==== Exercise text ====
Echevarria lands a hard shot in the ninth round, the punch landing flush on the Kid's countenance. Chocolate is hurt but he moves back out of range as Fillo unleashes a barrage of leather.

Chocolate is hit again. His eyes cloud briefly. The Kid's legs feel stiff but his body responds to reflex as he maneuvers for position and is hit once more by the tough Basque fighter. The punches have placed Chocolate in the danger zone of being separated from his senses for a ten count, but the Cuban Bon Bon jabs, clinches, jabs and slips punches and is still on his feet at the end of the round.

The final round is packed with drama. Echevarria seeks a knockout and Chocolate, inspired by the loud Havana fight crowd, decides to spend all his energy reserves on the final three minutes of the match.

The Kid lets it all go. He hits Fillo with quick combinations but the Basque responds with valor. They trade punches and both land but the Kid has the edge on the numbers. At the end the crowd gives both men a standing ovation.

Chocolate wins in what is his last great performance. Nine months later he fights again, barely obtaining a draw in an uninspired performance against Nick Jerome. It is the final curtain for Chocolate, who retires before the year ends.

For Fillo there are other fights down the road but he is also aware that retirement looms near. The wear and tear of over a hundred pro fights is taking a toll. His mind is not damaged and his speech pattern is clear but he is beginning to decline, the reflexes a little slower to respond, the timing a fraction off the usual tempo. Echevarria sees the signs and knows he can still go fifty or sixty more fights but it would be a downhill slide that his self- pride will not allow. Besides, Fillo is in love and his fiancé does not want him bruised and cut; he owns real estate and has money in the bank.

He fights for a little while. After Chocolate he faces Lou Salica, another world champion. Salica is a seasoned fighter with a light wallop who accomplishes the feat of stopping Fillo for the first -and only- time in a career that started in a San Sebastian ring and ended in a Havana fight arena.
====
▶ Tasks to perform:
**a.** Reproduce the stretch of the fight account from "Chocolate is hit" through "a standing ovation.".
**b.** In the fight account, who is Chocolate's opponent when he barely gets a draw nine months later?
==== Source information ====
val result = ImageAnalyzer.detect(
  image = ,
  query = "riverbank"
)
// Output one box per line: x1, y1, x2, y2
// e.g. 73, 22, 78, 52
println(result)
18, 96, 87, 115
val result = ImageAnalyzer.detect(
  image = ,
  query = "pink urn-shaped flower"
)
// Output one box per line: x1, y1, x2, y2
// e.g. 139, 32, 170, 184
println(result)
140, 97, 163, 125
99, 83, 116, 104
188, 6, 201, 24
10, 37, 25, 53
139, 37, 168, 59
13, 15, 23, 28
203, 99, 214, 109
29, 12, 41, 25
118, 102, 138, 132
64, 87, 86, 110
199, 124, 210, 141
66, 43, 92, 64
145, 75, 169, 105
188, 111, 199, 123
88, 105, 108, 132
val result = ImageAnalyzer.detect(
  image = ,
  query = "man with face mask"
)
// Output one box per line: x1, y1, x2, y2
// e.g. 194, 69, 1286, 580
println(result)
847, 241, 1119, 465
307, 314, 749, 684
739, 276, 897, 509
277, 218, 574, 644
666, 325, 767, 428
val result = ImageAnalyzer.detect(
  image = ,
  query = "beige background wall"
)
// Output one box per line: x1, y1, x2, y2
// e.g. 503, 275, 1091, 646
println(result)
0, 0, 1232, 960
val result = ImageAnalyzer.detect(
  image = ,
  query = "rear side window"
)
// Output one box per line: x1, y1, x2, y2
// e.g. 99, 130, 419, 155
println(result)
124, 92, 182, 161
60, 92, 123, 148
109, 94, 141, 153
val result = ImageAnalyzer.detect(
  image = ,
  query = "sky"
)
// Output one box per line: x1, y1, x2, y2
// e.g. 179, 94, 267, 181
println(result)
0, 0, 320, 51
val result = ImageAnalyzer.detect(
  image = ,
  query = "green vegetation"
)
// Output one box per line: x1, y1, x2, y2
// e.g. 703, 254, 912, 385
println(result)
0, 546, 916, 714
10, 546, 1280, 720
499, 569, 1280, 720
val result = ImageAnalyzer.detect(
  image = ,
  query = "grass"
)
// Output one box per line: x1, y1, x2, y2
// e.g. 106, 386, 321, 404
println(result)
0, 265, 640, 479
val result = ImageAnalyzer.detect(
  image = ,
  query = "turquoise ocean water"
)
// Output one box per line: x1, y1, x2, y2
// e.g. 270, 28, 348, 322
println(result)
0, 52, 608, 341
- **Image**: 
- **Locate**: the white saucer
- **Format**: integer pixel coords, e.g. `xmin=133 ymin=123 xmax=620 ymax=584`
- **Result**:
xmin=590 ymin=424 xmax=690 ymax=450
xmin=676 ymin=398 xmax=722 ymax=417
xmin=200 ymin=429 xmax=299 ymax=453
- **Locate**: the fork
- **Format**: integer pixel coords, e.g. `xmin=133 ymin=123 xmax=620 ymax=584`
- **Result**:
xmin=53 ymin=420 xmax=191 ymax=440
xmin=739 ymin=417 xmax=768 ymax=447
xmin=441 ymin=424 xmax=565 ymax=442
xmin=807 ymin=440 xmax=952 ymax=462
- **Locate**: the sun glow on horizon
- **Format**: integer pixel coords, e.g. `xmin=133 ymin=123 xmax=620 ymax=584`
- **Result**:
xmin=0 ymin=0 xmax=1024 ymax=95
====
▶ Answers in order:
**a.**
Chocolate is hit again. His eyes cloud briefly. The Kid's legs feel stiff but his body responds to reflex as he maneuvers for position and is hit once more by the tough Basque fighter. The punches have placed Chocolate in the danger zone of being separated from his senses for a ten count, but the Cuban Bon Bon jabs, clinches, jabs and slips punches and is still on his feet at the end of the round.

The final round is packed with drama. Echevarria seeks a knockout and Chocolate, inspired by the loud Havana fight crowd, decides to spend all his energy reserves on the final three minutes of the match.

The Kid lets it all go. He hits Fillo with quick combinations but the Basque responds with valor. They trade punches and both land but the Kid has the edge on the numbers. At the end the crowd gives both men a standing ovation.

**b.** Nick Jerome